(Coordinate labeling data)

(begin)

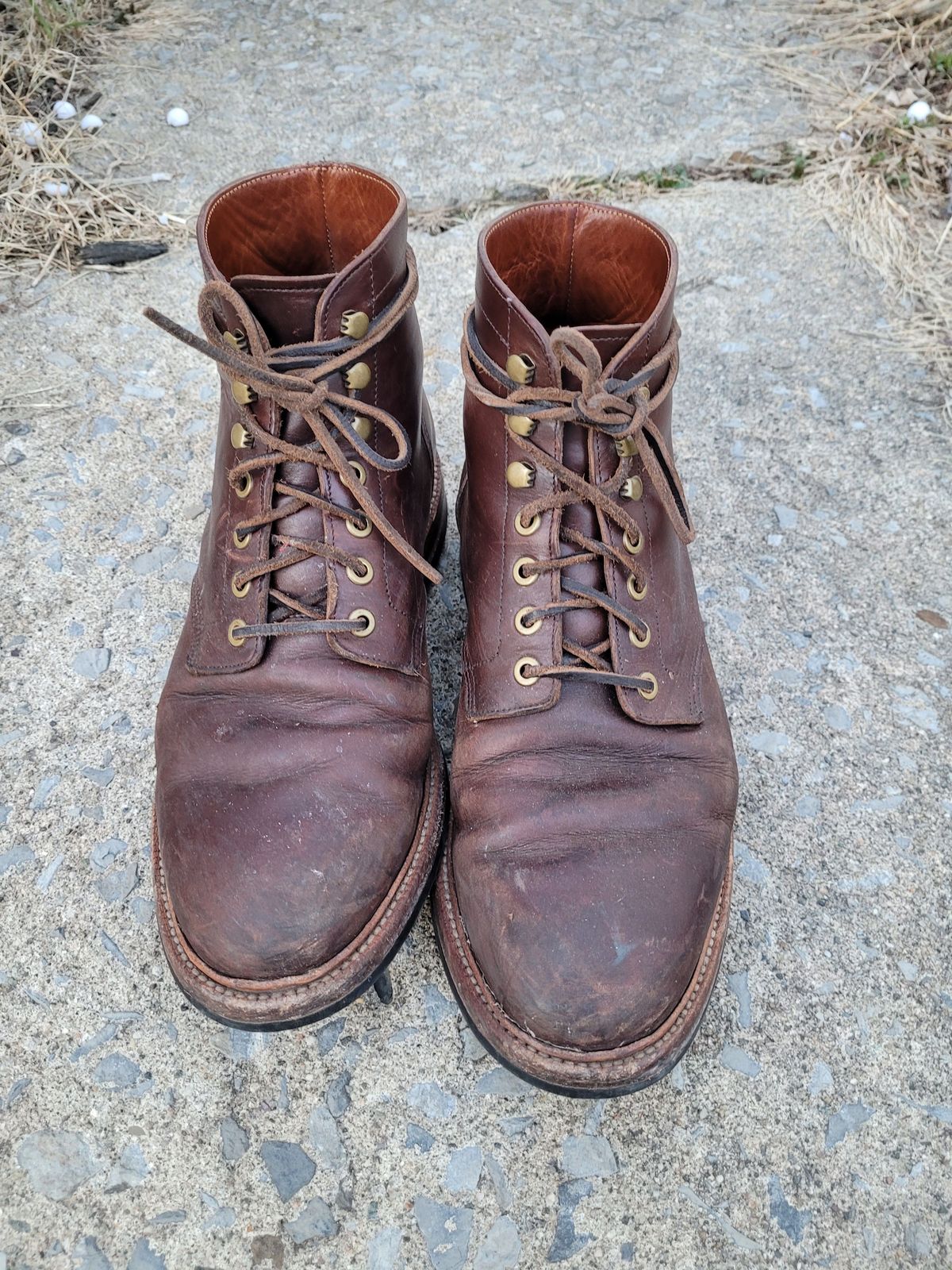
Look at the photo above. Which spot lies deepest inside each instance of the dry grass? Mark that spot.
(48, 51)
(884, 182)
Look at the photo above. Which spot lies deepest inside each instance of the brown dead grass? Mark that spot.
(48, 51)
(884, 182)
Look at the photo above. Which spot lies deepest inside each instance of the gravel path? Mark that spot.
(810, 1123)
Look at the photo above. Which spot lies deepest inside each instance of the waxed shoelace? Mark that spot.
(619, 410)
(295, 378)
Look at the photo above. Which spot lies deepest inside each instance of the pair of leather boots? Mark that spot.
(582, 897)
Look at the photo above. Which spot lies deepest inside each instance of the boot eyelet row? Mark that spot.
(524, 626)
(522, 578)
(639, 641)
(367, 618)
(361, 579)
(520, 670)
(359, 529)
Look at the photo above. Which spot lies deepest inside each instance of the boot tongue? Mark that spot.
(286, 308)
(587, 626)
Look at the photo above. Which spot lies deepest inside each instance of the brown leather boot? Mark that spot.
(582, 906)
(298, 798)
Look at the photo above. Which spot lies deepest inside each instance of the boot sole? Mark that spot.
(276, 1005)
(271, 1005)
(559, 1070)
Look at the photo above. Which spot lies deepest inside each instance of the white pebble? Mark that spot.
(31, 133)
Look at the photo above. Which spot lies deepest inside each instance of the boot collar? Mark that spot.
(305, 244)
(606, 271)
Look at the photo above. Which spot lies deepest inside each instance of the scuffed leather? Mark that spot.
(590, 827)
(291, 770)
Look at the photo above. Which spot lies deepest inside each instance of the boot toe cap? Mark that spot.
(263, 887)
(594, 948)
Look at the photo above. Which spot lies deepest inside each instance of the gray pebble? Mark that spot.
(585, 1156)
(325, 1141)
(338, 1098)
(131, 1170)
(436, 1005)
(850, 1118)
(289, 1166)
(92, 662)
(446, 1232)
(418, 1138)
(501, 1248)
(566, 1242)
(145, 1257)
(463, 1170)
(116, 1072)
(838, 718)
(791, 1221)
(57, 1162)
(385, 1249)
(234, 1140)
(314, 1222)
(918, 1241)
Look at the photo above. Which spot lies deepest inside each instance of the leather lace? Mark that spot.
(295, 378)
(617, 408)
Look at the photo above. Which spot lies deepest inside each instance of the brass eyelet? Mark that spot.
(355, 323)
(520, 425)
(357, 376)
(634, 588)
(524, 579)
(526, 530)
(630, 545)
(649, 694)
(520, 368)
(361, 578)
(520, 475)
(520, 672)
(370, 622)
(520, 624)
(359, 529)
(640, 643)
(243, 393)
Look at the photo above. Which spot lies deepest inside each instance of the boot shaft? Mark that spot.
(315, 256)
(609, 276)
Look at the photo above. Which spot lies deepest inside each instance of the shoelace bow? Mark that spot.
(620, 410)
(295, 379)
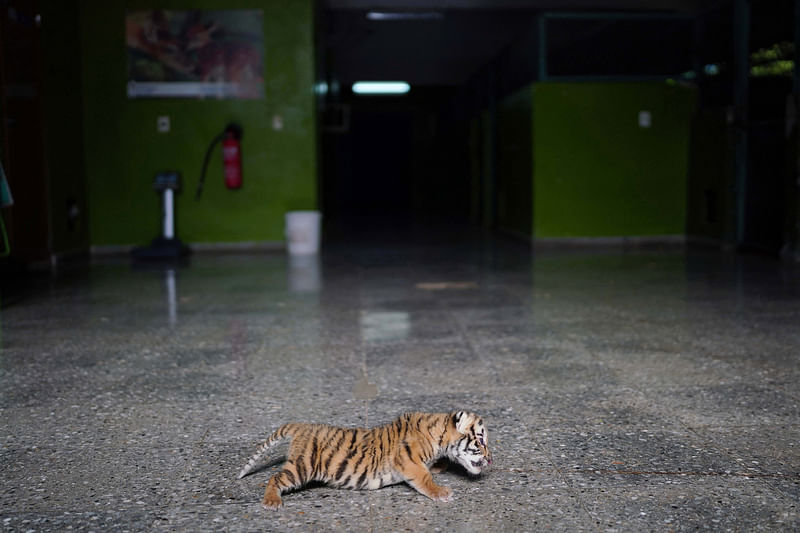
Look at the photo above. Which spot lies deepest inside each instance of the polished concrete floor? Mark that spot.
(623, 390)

(end)

#### Your task
Set down nothing but the lines from the one containing "leather lace? Mark that spot." to the final line above, both included, with every picture left out.

#### Result of this exercise
Look at the photo above. Which spot lies deepest inside each instance of the leather lace? Mark that spot.
(295, 378)
(617, 408)
Look at the photo above. Which spot lies deepest inside each instance of the brass eyelet? Mark that spot.
(355, 323)
(520, 425)
(357, 376)
(634, 588)
(524, 579)
(526, 530)
(630, 545)
(649, 694)
(520, 368)
(361, 578)
(520, 475)
(520, 672)
(370, 622)
(520, 624)
(359, 529)
(640, 643)
(243, 393)
Look at the photo above. Which spot lies deepest inside each instance of the boot shaft? Mark that spot.
(315, 256)
(609, 276)
Look at the photo above. Which spot lies deepest inside each instance of the shoelace bow? Mark that spot.
(620, 410)
(295, 379)
Look at the photo above. Which spot lies deepest inside each instance of the polished concrete floor? Mark that spot.
(623, 390)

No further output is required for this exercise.